The following code evaluates the model's performance by computing and visualizing the confusion matrix as a heatmap.

In [None]:
from sklearn.metrics import roc_auc_score, confusion_matrix, roc_curve, auc
import matplotlib.pyplot as plt
import seaborn as sns
from IPython.display import Image

# Calculate confusion matrix
confusion_matrix_net = confusion_matrix(y_true = test_labels,
                    y_pred = test_predictions)

# Turn matrix to percentages
confusion_matrix_net = confusion_matrix_net.astype('float') / confusion_matrix_net.sum(axis=1)[:, np.newaxis]

# Turn to dataframe
df_cm = pd.DataFrame(
        confusion_matrix_net,
        index=np.unique(test_labels),
        columns=np.unique(test_labels),
)

# Parameters of the image
figsize = (10,7)
fontsize=14

# Create image
fig = plt.figure(figsize=figsize)
heatmap = sns.heatmap(df_cm, annot=True, fmt='.2f')

# Make it nicer
heatmap.yaxis.set_ticklabels(heatmap.yaxis.get_ticklabels(), rotation=0,
                             ha='right', fontsize=fontsize)
heatmap.xaxis.set_ticklabels(heatmap.xaxis.get_ticklabels(), rotation=45,
                             ha='right', fontsize=fontsize)

# Add labels
plt.ylabel('True label')
plt.xlabel('Predicted label')

# Plot!
plt.savefig('AUC_LSTM.pdf')
plt.show()

In [None]:
# Calculate the ROC curve points
fpr, tpr, thresholds = roc_curve(test_labels, test_probs)

# Save the AUC in a variable to display it. Round it first
auc = np.round(roc_auc_score(y_true = test_labels,
                             y_score = test_probs),
              decimals = 3)

## DATA RECORDS
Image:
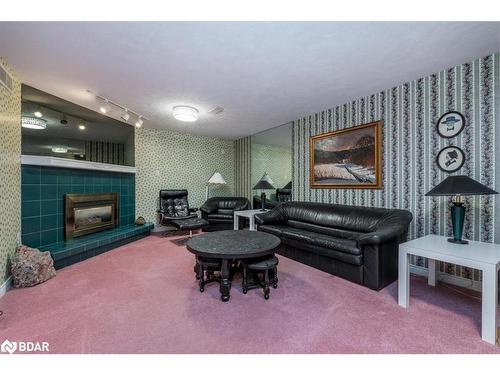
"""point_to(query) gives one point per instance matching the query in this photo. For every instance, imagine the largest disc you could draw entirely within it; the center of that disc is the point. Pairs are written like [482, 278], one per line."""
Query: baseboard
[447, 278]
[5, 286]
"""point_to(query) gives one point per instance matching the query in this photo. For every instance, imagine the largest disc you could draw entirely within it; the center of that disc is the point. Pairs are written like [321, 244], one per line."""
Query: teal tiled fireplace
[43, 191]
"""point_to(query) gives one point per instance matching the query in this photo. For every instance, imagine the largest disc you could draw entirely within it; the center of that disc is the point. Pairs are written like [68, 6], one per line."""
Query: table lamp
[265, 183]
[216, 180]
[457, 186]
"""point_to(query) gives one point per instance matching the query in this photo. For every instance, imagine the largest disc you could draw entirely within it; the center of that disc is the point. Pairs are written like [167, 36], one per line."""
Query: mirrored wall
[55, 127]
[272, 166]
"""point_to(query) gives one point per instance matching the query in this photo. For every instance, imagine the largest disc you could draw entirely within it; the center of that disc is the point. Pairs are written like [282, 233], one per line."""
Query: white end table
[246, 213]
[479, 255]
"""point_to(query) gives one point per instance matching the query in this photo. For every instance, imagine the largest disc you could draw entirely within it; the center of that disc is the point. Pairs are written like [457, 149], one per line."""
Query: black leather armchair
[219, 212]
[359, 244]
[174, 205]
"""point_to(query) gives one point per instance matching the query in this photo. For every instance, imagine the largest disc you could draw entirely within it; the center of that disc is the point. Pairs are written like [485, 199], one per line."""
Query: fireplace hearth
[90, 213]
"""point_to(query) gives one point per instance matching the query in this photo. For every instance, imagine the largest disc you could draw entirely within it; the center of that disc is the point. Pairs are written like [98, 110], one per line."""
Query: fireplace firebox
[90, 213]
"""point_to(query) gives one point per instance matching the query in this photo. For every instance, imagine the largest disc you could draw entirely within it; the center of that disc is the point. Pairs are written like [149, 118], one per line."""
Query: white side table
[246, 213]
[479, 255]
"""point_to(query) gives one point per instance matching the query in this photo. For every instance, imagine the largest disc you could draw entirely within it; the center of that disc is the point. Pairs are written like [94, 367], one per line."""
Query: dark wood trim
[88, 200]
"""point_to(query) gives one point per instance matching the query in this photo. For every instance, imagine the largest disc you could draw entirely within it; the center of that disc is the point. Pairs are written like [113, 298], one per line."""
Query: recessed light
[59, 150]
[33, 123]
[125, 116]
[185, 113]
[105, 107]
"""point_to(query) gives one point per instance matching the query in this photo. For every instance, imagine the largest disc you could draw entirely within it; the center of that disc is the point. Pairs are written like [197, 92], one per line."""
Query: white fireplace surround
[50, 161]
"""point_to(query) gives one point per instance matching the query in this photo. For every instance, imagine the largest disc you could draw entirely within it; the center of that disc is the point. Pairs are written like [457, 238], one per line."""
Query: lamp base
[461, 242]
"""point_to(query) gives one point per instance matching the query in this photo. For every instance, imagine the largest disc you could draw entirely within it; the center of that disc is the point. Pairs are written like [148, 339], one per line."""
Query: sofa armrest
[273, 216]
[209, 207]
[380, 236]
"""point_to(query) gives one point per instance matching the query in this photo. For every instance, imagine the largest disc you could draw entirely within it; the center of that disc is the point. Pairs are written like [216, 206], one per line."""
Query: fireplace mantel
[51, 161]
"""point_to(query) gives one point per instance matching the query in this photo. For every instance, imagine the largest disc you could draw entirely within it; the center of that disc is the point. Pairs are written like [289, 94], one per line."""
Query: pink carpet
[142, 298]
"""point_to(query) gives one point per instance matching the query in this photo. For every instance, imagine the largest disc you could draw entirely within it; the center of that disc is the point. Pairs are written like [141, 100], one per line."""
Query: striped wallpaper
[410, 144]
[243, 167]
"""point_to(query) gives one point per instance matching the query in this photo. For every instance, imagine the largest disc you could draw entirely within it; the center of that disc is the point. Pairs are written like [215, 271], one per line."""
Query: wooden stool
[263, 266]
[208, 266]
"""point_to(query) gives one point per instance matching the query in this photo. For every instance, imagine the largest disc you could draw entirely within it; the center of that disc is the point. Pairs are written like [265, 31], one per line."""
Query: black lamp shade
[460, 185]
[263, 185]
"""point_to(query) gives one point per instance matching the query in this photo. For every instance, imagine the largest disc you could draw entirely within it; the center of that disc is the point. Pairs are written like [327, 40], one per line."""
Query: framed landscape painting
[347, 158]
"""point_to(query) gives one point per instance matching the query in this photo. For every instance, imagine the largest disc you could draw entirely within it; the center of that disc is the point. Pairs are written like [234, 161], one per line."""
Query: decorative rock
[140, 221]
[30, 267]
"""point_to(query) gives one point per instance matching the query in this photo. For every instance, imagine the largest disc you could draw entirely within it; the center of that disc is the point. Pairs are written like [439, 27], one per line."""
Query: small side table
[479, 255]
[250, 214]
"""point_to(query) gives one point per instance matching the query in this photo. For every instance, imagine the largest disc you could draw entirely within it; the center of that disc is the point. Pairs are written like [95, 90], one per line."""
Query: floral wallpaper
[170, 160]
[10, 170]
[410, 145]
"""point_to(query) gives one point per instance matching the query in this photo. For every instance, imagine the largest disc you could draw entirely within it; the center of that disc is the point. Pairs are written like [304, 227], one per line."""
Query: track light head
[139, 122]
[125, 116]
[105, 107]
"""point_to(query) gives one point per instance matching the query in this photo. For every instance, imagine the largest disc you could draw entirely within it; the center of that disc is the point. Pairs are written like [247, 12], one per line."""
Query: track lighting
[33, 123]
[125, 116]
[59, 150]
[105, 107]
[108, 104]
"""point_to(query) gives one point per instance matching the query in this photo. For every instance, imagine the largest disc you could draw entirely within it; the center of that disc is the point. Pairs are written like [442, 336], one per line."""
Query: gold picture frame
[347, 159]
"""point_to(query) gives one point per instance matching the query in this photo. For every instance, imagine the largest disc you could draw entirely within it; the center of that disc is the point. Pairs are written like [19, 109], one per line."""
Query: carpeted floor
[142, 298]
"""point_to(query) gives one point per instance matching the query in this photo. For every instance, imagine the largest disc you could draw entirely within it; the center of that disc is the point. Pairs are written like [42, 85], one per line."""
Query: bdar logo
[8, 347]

## WHAT YOU SHOULD DO
Copy the confusion matrix code again. Begin at the words "heatmap = sns.heatmap(df_cm, annot=True, fmt='.2f')" and stop after "plt.ylabel('True label')", and swap "True label" for "Actual label".

## WRITTEN SOLUTION
heatmap = sns.heatmap(df_cm, annot=True, fmt='.2f')

# Make it nicer
heatmap.yaxis.set_ticklabels(heatmap.yaxis.get_ticklabels(), rotation=0,
                             ha='right', fontsize=fontsize)
heatmap.xaxis.set_ticklabels(heatmap.xaxis.get_ticklabels(), rotation=45,
                             ha='right', fontsize=fontsize)

# Add labels
plt.ylabel('Actual label')